Exercise prompt> Continue the mailing-list post on R's default garbage-collection parameters, starting after its final quoted line.

Article>
[Rd] default min-v/nsize parameters

Peter Haverty haverty.peter at gene.com
Mon Jan 19 17:50:08 CET 2015


Hi All,

This is a very important issue. It would be very sad to leave most users
unaware of a free speedup of this size.  These options don't appear in the
R --help output. They really should be added there. Additionally, if the
garbage collector is working very hard, might it emit a note about better
setting for these variables?

It's not really my place to comment on design philosophy, but if there is a
configure option for small memory machines I would assume that would be
sufficient for the folks that are not on fairly current hardware.

Regards,


Pete

____________________
Peter M. Haverty, Ph.D.
Genentech, Inc.
phaverty at gene.com

On Sat, Jan 17, 2015 at 11:40 PM, Nathan Kurz <nate at verse.com> wrote:

> On Thu, Jan 15, 2015 at 3:55 PM, Michael Lawrence
> <lawrence.michael at gene.com> wrote:
> > Just wanted to start a discussion on whether R could ship with more
> > appropriate GC parameters.
>
> I've been doing a number of similar measurements, and have come to the
> same conclusion.  R is currently very conservative about memory usage,
> and this leads to unnecessarily poor performance on certain problems.
> Changing the defaults to sizes that are more appropriate for modern
> machines can often produce a 2x speedup.
>
> On Sat, Jan 17, 2015 at 8:39 AM,  <luke-tierney at uiowa.edu> wrote:
> > Martin Morgan discussed this a year or so ago and as I recall bumped
> > up these values to the current defaults. I don't recall details about
> > why we didn't go higher -- maybe Martin does.

Record extracts>
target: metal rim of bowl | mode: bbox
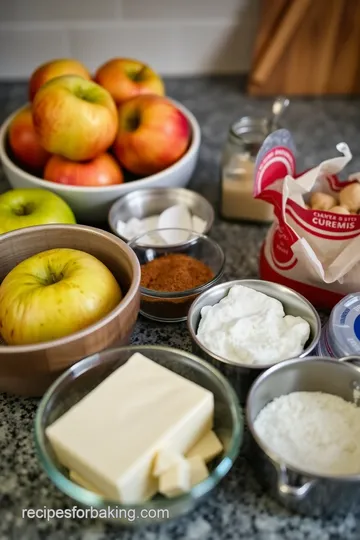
[127,228,226,299]
[187,279,321,371]
[245,356,360,482]
[0,96,201,193]
[34,345,244,509]
[108,187,215,242]
[0,224,141,358]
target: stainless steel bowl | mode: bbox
[108,188,215,242]
[188,279,321,403]
[246,357,360,516]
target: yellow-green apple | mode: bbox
[29,58,91,101]
[114,96,190,176]
[0,189,76,234]
[44,153,124,186]
[8,107,50,174]
[95,58,165,105]
[32,75,118,161]
[0,248,122,345]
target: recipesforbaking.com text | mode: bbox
[21,506,170,521]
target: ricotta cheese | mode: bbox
[197,285,310,364]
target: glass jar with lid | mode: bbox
[220,116,273,222]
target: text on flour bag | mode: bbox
[254,129,360,308]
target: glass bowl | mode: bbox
[128,228,225,322]
[35,345,244,525]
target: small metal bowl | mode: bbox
[188,279,321,403]
[128,229,225,322]
[108,188,215,242]
[246,357,360,518]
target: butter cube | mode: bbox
[153,448,184,477]
[69,471,103,496]
[159,458,190,498]
[46,354,214,504]
[186,431,223,463]
[186,456,209,488]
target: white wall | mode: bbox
[0,0,258,79]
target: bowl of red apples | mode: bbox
[0,58,201,222]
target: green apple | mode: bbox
[0,189,76,234]
[0,248,122,345]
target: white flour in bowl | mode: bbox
[254,392,360,475]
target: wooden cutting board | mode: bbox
[248,0,360,96]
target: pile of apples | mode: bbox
[8,58,191,186]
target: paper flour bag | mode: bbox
[254,129,360,308]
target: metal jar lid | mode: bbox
[322,292,360,357]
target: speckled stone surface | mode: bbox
[0,77,360,540]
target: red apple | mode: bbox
[95,58,165,104]
[29,58,91,101]
[44,154,124,186]
[33,75,118,161]
[114,96,190,176]
[9,107,50,174]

Exercise response>
>
> I just checked, and it doesn't seem that any of the relevant values
> have been increased in the last ten years.  Do you have a link to the
> discussion you recall so we can see why the changes weren't made?
>
> > I suspect the main concern would be with small memory machines in
> student labs
> > and less developed countries.
>
> While a reasonable concern, I'm doubtful there are many machines for
> which the current numbers are optimal.  The current minimum size
> increases for node and vector heaps are 40KB and 80KB respectively.
> This grows as the heap grows (min + .05 * heap), but still means that
> we do many more expensive garbage collections at while growing than we
> need to.  Paradoxically, the SMALL_MEMORY compile option (which is
> suggestd for computers with up to 32MB of RAM) has slightly larger at
> 50KB and 100KB.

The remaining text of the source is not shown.